▶ STATED TASK 1
List the facilities that the article below on the Sarah Doyle Center says the center houses.

········

Sarah Doyle Women's Center

The Sarah Doyle Center for Women and Gender (SDCWG), formerly the Sarah Doyle Women's Center, is a center at Brown University, which "seeks to provide a comfortable, yet challenging place for students, faculty, and staff to examine the multitude of issues around gender".[1] It was named in honor of the prominent Rhode Island educator, Sarah Doyle. It is located at 26 Benevolent Street in Providence.

Sarah Doyle Women's Center, 26 Benevolent Street

The SDCWG offers services and programs, and meeting space for university and community groups. The SDCWG houses an art gallery, an extensive library and resource center, a zine collection,[2] and a student lounge. It is affiliated with the Pembroke Center for Teaching and Research on Women.[3]

The Sarah Doyle Gallery is a professional art gallery within the Center. It exhibits six to seven juried shows a year, and an annual commencement show. The goal of the gallery is to expose Brown students to high quality professional artwork on campus. The gallery openings offer a chance to interact with the artists, ask them questions, and occasionally enjoy talk from the artists. Artists shown in the last year include Lo Smith,[4] Satpreet Kahlon,[5] and Lois Harada.[6]

Women's History Series

Centering on March for Women's History Month, the Center organizes a series of speakers and events centering around a particular theme in Women's History. Events often overlap with other centers at the University and bring activists, academics, artists, and other thinkers and performance from beyond Providence to generate rich conversations around intersectional feminism. Past themes include Remixing Storytelling: Gender, Media, and Creative Expressions; Healing for Sustainable Resistance, Imagine Resistance: Movements for a Better World, and Envisioning Feminist Futures.[7] Summaries of each year's programming with lists of visiting lecturers and workshops can be found on the Sarah Doyle Website cited above.

········

▶ STATED TASK 2
From the rows below, gather every line that contains the string "grassy".

▶ ENTRIES
········

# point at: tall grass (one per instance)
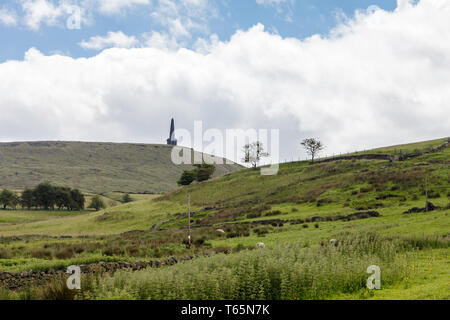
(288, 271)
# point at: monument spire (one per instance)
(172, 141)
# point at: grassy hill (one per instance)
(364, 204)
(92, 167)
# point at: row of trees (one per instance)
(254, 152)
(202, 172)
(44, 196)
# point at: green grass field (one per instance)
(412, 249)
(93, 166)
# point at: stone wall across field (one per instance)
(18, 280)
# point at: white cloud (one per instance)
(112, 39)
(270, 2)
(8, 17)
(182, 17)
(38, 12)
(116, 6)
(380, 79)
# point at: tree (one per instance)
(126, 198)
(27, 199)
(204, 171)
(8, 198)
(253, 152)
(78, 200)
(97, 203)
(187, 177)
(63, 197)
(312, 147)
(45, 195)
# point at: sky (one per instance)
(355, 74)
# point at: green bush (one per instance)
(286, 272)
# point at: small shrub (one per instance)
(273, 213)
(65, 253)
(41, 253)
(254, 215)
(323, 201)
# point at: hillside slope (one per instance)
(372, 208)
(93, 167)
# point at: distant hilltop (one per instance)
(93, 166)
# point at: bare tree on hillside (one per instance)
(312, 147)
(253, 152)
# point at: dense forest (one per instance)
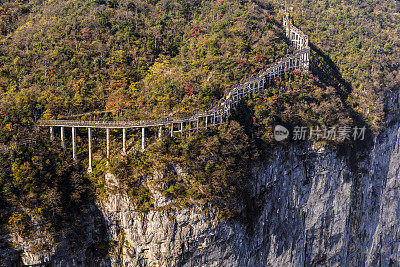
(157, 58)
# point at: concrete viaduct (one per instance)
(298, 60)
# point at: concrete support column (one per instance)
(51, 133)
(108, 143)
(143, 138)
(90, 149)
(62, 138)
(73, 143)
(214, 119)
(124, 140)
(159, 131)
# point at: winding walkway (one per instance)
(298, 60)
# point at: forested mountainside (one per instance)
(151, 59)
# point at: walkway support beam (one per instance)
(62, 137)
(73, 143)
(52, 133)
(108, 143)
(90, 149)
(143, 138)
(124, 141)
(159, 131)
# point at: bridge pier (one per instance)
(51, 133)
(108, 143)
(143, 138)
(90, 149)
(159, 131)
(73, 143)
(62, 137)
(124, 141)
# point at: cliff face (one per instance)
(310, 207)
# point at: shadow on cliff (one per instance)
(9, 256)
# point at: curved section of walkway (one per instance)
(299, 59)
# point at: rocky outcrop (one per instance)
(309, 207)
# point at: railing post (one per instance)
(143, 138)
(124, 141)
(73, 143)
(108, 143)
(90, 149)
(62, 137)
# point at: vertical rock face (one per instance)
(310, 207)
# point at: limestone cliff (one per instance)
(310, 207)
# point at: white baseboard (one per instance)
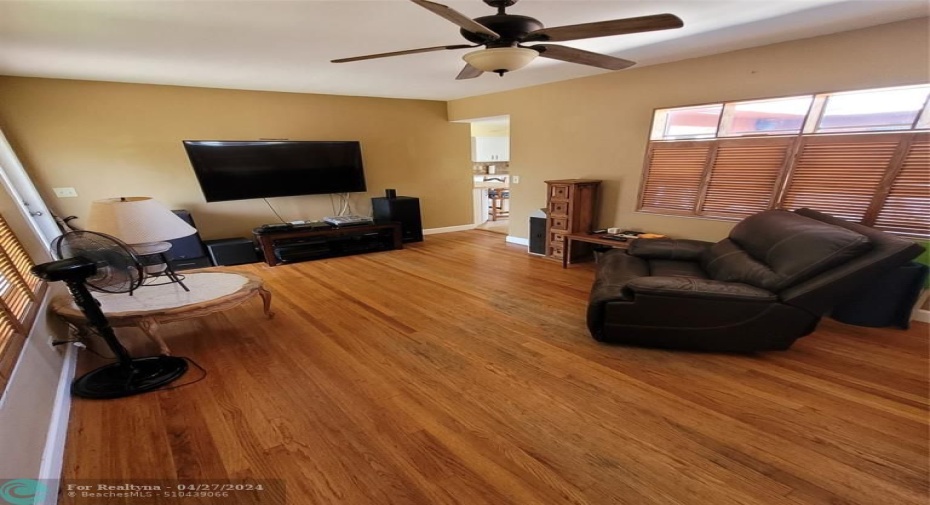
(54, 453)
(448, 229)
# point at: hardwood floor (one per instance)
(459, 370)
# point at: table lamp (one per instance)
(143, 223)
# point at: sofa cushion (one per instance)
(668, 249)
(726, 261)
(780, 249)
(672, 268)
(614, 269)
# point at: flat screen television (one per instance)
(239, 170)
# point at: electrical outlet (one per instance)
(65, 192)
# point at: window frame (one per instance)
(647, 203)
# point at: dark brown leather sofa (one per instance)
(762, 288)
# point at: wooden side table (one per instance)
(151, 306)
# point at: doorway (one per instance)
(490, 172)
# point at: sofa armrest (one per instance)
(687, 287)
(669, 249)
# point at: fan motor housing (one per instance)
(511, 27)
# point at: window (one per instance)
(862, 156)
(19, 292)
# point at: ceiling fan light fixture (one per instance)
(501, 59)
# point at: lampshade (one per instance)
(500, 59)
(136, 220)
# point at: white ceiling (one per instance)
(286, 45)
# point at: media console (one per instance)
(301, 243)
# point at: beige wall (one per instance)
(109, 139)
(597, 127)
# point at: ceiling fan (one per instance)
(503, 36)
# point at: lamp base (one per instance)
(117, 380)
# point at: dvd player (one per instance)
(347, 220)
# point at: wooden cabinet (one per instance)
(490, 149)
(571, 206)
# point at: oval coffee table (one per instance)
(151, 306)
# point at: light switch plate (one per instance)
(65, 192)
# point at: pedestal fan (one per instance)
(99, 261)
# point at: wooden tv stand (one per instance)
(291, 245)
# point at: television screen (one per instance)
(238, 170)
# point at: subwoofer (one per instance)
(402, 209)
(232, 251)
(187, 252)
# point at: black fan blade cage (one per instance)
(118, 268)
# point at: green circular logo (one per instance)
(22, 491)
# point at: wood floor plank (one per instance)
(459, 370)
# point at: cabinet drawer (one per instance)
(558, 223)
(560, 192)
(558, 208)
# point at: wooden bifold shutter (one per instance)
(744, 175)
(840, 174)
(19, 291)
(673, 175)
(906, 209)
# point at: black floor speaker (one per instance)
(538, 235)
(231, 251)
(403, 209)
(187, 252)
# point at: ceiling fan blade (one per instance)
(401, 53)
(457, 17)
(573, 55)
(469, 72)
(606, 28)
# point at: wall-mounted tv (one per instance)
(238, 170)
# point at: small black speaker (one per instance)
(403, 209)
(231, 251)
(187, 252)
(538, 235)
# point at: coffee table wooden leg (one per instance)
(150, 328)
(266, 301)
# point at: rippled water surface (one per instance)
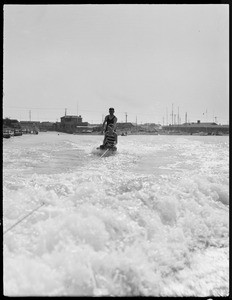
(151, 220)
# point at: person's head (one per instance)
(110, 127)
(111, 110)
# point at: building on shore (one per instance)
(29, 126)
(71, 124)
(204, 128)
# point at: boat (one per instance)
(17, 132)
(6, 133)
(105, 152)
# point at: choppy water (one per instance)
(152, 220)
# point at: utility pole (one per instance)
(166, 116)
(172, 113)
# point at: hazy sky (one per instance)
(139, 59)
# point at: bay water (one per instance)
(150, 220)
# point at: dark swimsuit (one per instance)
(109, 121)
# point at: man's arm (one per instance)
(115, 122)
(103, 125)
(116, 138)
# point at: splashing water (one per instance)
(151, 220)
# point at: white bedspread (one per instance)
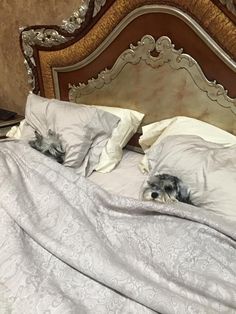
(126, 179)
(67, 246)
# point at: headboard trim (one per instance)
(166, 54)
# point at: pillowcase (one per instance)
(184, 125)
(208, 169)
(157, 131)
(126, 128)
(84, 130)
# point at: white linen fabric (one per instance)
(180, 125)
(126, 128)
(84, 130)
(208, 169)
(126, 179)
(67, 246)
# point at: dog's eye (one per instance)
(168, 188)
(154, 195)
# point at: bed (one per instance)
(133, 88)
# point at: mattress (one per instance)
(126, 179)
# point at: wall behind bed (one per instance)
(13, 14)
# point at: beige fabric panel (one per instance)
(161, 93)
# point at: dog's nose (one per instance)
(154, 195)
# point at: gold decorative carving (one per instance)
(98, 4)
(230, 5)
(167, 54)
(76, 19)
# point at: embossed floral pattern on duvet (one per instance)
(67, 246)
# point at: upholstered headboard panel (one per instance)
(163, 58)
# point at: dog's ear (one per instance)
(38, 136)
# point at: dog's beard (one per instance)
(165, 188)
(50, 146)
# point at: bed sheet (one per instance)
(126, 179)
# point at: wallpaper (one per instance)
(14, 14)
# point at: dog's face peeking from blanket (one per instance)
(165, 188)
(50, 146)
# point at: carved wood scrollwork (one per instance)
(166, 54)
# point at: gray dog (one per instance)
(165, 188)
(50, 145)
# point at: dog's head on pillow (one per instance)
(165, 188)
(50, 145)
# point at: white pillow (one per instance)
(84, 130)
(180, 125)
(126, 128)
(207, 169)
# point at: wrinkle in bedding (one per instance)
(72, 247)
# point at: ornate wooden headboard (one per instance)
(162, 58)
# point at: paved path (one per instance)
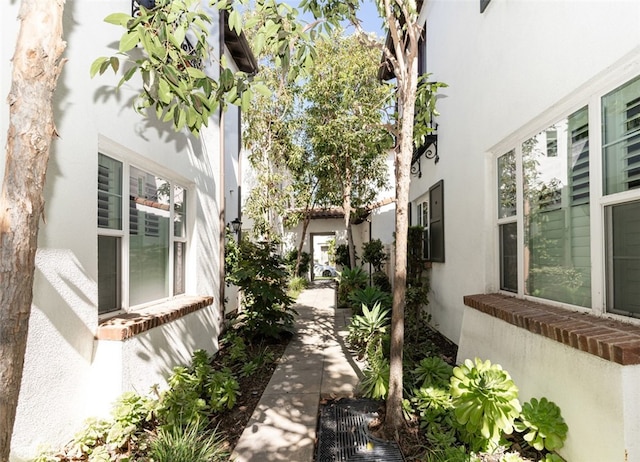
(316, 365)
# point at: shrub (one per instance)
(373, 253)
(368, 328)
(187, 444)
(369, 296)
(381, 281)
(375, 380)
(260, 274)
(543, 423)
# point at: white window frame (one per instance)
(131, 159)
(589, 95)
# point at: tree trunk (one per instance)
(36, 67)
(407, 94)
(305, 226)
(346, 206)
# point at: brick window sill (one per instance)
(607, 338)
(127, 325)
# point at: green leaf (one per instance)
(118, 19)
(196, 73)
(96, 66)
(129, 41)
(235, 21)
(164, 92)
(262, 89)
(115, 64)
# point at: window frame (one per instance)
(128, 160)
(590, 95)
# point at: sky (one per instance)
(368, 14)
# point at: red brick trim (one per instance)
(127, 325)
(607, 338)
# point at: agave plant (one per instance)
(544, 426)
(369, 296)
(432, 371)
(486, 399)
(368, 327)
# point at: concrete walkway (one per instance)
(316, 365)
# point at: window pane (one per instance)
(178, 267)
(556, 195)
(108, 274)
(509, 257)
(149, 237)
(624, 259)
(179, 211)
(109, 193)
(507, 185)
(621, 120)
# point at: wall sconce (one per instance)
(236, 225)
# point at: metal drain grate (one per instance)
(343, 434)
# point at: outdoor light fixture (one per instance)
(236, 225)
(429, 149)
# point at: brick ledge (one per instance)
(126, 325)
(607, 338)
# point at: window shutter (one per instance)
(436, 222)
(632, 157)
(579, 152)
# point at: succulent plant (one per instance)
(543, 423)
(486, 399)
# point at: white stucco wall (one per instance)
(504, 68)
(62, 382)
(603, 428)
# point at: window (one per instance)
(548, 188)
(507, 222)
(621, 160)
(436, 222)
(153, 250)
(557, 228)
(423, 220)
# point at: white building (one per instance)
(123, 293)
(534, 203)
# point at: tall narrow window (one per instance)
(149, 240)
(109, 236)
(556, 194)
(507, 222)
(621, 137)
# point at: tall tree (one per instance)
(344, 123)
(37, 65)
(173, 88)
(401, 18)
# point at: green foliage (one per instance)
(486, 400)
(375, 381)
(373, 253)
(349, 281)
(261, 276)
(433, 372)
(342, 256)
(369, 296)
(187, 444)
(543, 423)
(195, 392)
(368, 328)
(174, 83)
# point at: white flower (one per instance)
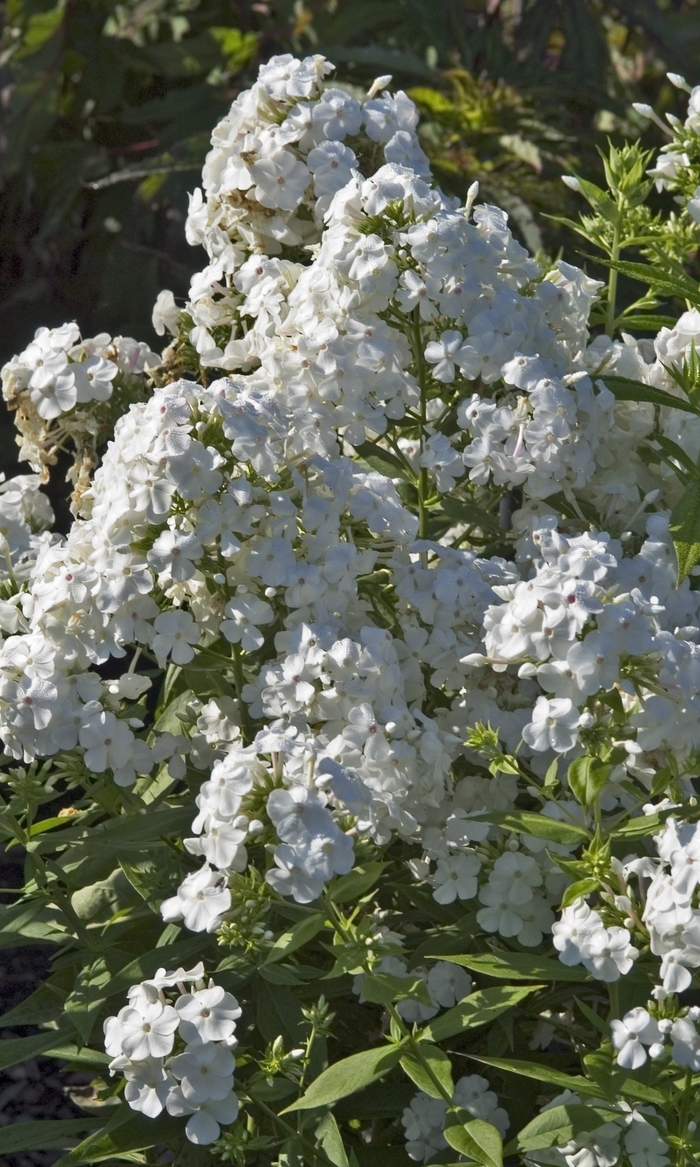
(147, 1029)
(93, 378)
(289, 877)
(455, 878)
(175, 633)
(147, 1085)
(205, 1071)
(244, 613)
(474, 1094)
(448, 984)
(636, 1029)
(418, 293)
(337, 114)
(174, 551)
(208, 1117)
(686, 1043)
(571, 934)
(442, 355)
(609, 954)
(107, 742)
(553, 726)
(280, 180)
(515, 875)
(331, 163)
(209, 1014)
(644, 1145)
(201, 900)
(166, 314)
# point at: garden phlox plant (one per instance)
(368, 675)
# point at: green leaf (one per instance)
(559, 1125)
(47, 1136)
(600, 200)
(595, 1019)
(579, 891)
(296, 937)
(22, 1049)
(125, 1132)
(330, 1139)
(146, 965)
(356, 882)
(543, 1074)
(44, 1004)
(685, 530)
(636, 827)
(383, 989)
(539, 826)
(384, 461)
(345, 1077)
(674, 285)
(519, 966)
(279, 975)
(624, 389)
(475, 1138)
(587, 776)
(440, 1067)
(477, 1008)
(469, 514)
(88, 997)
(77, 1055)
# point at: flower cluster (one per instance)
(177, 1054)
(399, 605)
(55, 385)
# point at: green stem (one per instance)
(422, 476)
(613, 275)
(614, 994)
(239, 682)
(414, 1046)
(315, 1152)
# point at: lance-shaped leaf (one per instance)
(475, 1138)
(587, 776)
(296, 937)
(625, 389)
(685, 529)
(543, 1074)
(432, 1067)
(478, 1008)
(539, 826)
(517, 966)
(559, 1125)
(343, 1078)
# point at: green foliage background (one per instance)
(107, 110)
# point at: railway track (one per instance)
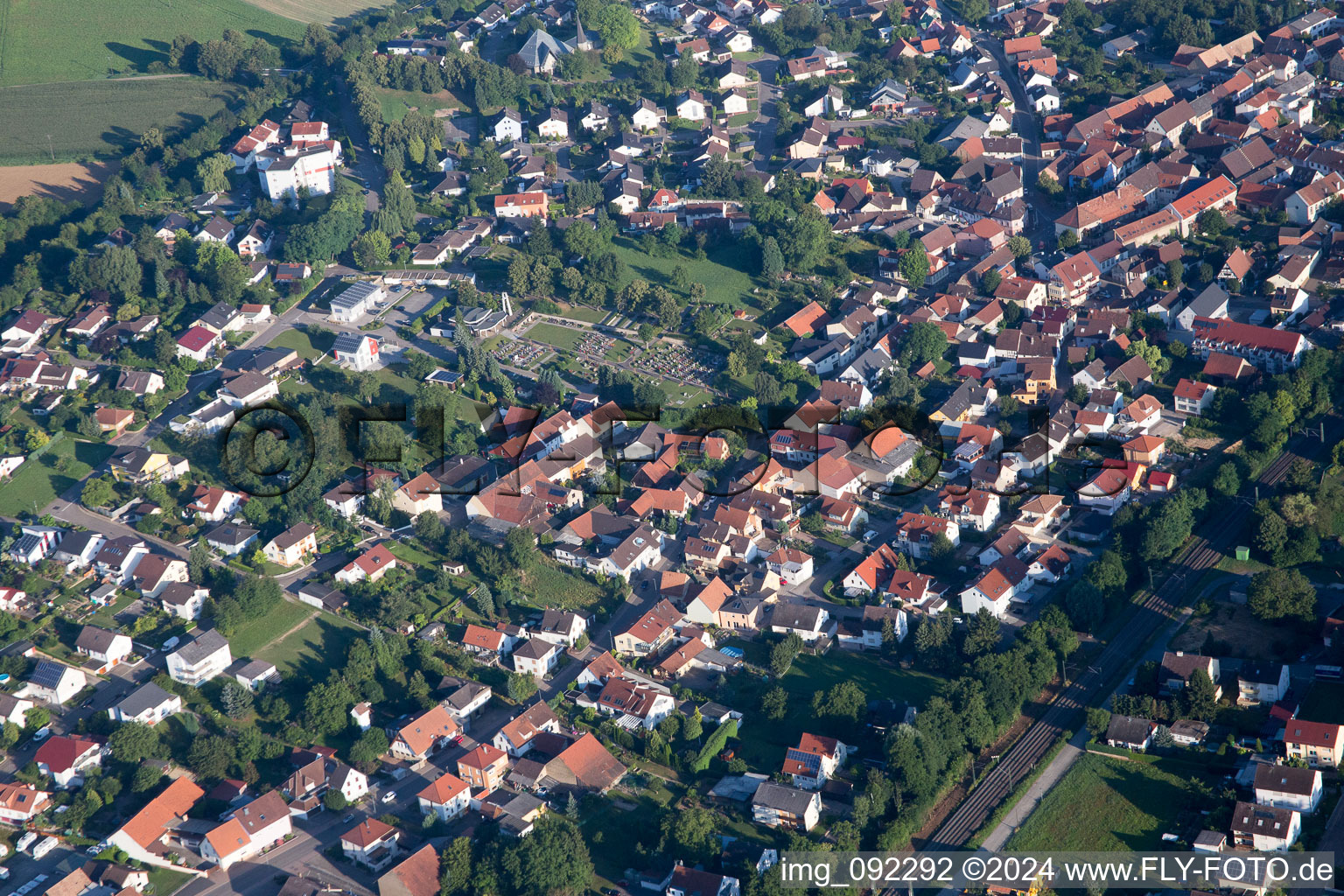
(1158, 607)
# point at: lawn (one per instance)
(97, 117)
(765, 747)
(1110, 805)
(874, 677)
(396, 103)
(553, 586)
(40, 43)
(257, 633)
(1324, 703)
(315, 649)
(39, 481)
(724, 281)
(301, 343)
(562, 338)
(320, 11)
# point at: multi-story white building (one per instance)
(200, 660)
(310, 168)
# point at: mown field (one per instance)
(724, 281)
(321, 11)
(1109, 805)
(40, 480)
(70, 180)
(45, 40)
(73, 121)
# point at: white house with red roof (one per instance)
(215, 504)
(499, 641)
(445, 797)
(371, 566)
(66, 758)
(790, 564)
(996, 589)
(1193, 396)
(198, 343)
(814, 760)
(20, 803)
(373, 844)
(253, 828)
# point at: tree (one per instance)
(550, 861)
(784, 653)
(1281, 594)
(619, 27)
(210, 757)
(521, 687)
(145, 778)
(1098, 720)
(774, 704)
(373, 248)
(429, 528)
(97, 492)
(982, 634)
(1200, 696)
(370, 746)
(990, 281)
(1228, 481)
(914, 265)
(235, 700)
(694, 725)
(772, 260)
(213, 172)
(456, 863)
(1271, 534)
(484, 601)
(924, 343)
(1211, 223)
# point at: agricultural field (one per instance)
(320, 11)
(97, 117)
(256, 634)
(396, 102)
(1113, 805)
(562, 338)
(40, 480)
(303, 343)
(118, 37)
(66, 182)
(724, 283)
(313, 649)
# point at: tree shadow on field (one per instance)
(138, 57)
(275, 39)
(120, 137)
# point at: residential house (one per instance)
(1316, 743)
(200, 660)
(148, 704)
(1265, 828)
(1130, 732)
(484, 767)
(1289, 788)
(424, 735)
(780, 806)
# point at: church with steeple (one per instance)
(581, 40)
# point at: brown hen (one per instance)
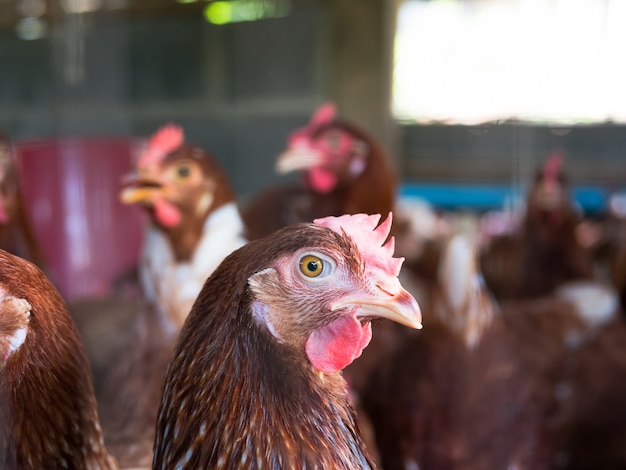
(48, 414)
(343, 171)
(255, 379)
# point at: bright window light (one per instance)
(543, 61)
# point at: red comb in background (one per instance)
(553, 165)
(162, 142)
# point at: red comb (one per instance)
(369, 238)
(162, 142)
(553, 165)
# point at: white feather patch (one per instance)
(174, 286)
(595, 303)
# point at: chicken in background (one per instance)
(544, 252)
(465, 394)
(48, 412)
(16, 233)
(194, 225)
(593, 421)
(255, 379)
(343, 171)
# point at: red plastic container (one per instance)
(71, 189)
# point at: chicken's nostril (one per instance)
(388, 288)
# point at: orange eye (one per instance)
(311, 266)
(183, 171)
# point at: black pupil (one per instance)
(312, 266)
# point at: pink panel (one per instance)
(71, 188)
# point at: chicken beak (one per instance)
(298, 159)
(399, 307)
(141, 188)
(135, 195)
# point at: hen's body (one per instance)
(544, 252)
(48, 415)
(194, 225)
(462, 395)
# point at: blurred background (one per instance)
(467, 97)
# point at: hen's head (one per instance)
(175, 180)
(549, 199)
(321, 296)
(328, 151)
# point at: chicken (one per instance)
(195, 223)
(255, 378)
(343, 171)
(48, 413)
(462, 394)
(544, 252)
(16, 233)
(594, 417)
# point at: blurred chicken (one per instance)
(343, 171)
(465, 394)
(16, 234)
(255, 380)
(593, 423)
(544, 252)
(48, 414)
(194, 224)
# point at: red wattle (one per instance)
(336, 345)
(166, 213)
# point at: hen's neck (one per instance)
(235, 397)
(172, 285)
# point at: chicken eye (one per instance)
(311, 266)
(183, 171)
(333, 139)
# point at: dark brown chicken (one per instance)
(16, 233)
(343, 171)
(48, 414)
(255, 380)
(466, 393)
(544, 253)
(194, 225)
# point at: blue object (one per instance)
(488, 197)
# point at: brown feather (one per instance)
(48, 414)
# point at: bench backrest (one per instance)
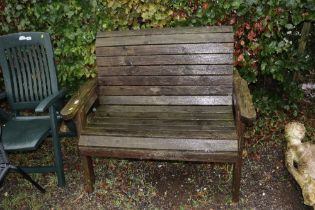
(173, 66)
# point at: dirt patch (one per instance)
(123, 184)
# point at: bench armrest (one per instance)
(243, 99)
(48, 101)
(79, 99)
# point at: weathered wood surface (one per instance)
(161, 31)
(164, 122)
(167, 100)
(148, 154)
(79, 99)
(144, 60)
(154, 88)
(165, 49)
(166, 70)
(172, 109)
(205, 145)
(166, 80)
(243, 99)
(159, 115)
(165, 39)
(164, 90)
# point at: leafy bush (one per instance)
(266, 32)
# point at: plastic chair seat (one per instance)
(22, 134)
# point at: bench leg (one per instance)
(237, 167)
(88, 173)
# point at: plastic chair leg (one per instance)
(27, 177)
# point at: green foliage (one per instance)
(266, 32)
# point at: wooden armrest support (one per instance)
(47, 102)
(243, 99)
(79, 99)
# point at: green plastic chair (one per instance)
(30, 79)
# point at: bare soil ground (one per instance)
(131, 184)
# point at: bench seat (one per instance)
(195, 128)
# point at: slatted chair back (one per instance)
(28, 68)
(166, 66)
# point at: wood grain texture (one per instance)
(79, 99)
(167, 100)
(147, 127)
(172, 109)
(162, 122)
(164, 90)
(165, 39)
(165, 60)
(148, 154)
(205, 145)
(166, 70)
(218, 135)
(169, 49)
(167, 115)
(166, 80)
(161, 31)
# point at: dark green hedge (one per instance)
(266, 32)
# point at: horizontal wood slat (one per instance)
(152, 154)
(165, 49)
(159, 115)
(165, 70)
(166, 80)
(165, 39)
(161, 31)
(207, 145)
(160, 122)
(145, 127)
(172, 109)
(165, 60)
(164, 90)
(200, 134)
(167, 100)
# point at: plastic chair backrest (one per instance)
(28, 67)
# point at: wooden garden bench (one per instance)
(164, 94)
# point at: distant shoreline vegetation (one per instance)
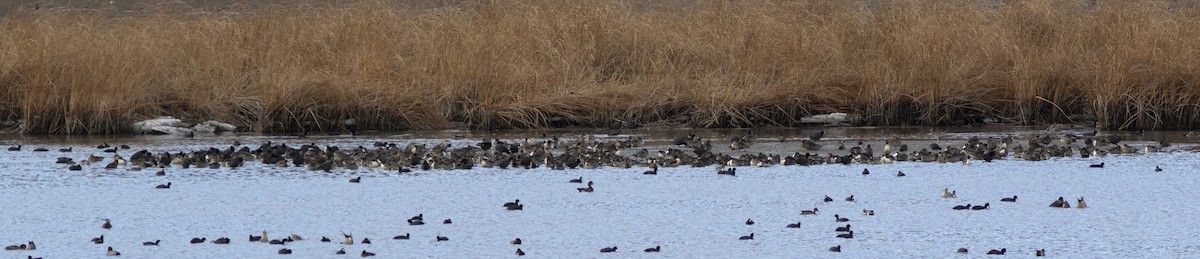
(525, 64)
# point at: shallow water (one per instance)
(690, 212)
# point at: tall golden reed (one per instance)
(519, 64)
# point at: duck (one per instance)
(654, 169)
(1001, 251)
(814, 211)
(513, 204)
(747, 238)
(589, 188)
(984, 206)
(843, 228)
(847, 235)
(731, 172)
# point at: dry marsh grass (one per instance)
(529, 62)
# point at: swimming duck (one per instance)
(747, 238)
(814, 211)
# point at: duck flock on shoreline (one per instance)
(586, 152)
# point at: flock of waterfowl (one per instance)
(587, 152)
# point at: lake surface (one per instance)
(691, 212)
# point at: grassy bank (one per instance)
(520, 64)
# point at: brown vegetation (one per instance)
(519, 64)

········

▶ TASK RESPONSE 1
- an art gallery
- an extensive library and resource center
- a zine collection
- a student lounge

▶ TASK RESPONSE 2
# point at: grassy hill (one per instance)
# point at: grassy bank (one per instance)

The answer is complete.